§ **Goal**
Please put every line of the records below into a JSON list of strings, one string per line, skipping blank lines and leaving the pictures out.
━━━━━━━━
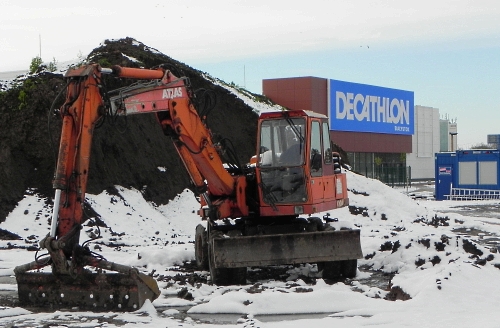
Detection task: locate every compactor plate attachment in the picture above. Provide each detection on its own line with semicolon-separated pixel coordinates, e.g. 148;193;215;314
16;272;159;311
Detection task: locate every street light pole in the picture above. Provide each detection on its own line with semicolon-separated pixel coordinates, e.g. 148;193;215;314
450;132;458;152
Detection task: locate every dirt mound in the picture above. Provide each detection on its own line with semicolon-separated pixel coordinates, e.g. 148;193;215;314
0;38;257;222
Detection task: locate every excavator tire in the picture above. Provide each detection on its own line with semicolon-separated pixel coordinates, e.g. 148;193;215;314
340;260;358;278
194;224;209;271
318;261;341;280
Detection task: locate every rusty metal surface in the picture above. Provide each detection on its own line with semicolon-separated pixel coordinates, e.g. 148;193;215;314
212;230;363;268
16;272;158;311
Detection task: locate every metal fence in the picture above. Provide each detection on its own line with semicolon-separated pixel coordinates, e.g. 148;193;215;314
445;188;500;200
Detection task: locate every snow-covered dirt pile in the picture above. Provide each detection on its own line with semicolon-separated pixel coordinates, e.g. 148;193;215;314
0;173;500;327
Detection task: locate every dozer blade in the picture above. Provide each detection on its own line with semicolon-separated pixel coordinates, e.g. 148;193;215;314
213;229;363;268
16;272;160;311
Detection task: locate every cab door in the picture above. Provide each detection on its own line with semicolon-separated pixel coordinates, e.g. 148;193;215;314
309;120;325;204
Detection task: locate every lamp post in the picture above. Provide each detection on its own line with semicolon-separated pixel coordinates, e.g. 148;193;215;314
450;132;458;151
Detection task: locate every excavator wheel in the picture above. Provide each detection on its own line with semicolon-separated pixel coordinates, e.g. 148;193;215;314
340;260;358;278
194;224;209;271
318;261;341;280
208;231;247;286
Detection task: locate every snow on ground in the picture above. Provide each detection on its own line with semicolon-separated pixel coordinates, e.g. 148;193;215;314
0;172;500;328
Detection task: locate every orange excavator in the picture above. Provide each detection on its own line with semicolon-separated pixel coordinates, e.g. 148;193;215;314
14;64;362;311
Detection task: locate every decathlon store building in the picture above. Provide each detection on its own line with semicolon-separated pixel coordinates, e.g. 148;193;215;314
262;77;414;181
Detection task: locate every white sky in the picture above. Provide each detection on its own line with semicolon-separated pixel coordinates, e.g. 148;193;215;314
0;0;500;148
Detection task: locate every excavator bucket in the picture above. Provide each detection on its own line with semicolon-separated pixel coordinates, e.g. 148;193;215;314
15;260;160;311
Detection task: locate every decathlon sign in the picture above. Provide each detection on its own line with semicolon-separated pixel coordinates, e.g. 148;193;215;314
328;80;414;135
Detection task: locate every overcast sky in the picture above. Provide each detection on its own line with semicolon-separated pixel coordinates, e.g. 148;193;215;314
0;0;500;148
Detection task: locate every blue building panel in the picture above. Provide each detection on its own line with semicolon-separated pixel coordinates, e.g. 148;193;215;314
435;150;500;200
328;80;415;135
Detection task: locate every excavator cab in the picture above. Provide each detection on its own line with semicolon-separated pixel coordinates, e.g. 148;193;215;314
257;110;348;216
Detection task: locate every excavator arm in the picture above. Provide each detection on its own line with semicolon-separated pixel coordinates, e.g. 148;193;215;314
14;64;248;310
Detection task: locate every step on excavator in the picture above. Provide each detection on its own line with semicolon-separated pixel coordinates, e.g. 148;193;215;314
14;64;363;311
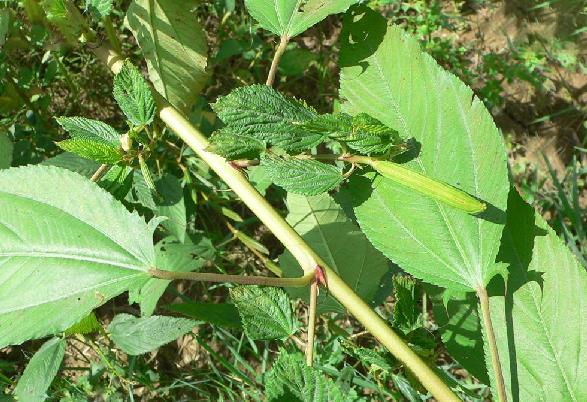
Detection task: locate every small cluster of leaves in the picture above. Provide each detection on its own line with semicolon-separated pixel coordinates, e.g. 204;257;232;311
210;85;405;195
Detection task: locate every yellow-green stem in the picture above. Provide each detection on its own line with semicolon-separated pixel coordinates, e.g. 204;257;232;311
477;287;507;402
95;47;460;402
306;280;318;367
━━━━━━━━
§ **Correct output**
[
  "Detection task: locate every compactor plate attachment in the picture above. Provide each detection on its own line with semicolon-separated pixel coordinates, e.g. 148;193;215;314",
  "16;272;159;311",
  "Detection task: locate every street light pole in the picture above. Provide each detection on its own line with semicolon-separated pixel coordinates, e.g. 148;193;215;314",
  "450;132;458;152",
  "Detection task: locate every dirt mound in the picture above. Provide each detection on its own line with semicolon-separated pixel coordinates, e.g. 148;193;215;314",
  "0;38;257;222",
  "Detection task: locate every excavator tire in the picture above. Provide each detection on its own line with semicolon-separated pixel coordinates, e.g. 148;193;215;314",
  "340;260;358;278",
  "194;224;209;271",
  "318;261;341;280",
  "Detection task: locate every rusty metal surface in the picture above. Provide each detection on its own line with semicolon-separated pixel coordinates, e.g. 148;193;215;314",
  "212;230;363;268",
  "16;272;158;311",
  "Detection task: locate every metal fence in the picture above. Provide each detection on its own line with semicolon-separated pixel coordinates, e.g. 148;193;215;314",
  "445;188;500;200",
  "Detection task: locate every snow-covered dirt pile in the picture above. Provide each detection on its own line with semicolon-separated pixel coordinates, e.g. 148;193;215;314",
  "0;173;500;327",
  "Detection task: locate every dozer blade in the picture above. Provide each detection on its own line with semicolon-separated pixel coordinates, e.g. 148;193;215;314",
  "213;229;363;268",
  "16;272;160;311",
  "Detection task: locate every cab door in the picture above. Provide each detection on its own line with semicolon-separated pixel coordinates, e.g. 148;193;215;314",
  "309;120;325;204",
  "Detection task: locate every lamp post in the picture above. Provide each detection on its own line with semicolon-separated pixel coordinates, e.g. 148;193;215;314",
  "450;132;458;151",
  "Detection task: locate every excavator wheel in the picture above. Provide each detection on its own line with semicolon-separated pixel coordinates, e.g. 148;193;215;314",
  "340;260;358;278",
  "194;224;209;271",
  "318;261;341;280",
  "208;231;247;286",
  "Detection task: locate every snow on ground in the picture above. Provide each detection on its own line with semicolon-separated pixel coordinates, e.g. 148;193;215;314",
  "0;172;500;328",
  "Detection task: locate every orange excavator in the picture above. Provide each detection on its own line with semicolon-separated pixel coordinates, e.g. 148;193;215;314",
  "14;64;362;311",
  "Detection task: locate every decathlon store building in the picture above. Provide each detection on its own line with semicolon-separated pixel coordinates, e.g. 148;193;215;314",
  "262;77;414;181",
  "Detection task: locate every white sky in the picture above. Provide each detection on its own line with semicolon-separated pixel coordinates, e.g. 148;193;215;314",
  "0;0;500;148",
  "Detection task: locate every excavator bucket in the picture above. Provide each detection on its own line with semicolon-separated pixel coordinates, e.g. 148;193;215;314",
  "15;260;160;311",
  "Detection task: locate every decathlon sign in the picture above. Provide each detection on its own line with semicolon-separated pixel coordinates, e.g. 148;193;215;314",
  "328;80;414;135",
  "Detection task: locate every overcast sky in the picture above. Provide each detection on its own line with semicolon-separated pixel coordinates, e.g. 148;193;215;314",
  "0;0;500;148",
  "Detection task: locate every blue building panel in the picture above. Provide each detection on its own line with semicolon-separated pixel coordinates, e.g. 148;193;215;314",
  "435;150;500;200",
  "328;80;415;135",
  "Detection task: locate every excavator cab in the picture above. Provide each detection on its own line with semicolon-separated pixel coordinates, e.g. 148;193;215;314",
  "257;110;348;216",
  "Detection task: locate every excavator arm in the picture above. Provide each detection on its own line with semicolon-separated pixel coordinates, e.g. 148;193;215;314",
  "14;64;248;310",
  "Detection task: locate every step on excavator in the picture above. Provide each detection on its own line with semicolon-separated pixel coordinates, e.g. 148;193;215;314",
  "14;64;363;311",
  "Detection task: locate every small cluster of leaves in the picture above. Provide each detection on its own line with semicolon-separated pixel coordinates, e.g. 204;257;232;311",
  "210;85;405;195",
  "Detection task: locate every yellow-green stem in the picture above. Provide each detection on its own line with semicolon-separated pixel coordinates, e.g. 204;257;232;311",
  "477;287;507;402",
  "95;47;460;402",
  "306;280;318;367"
]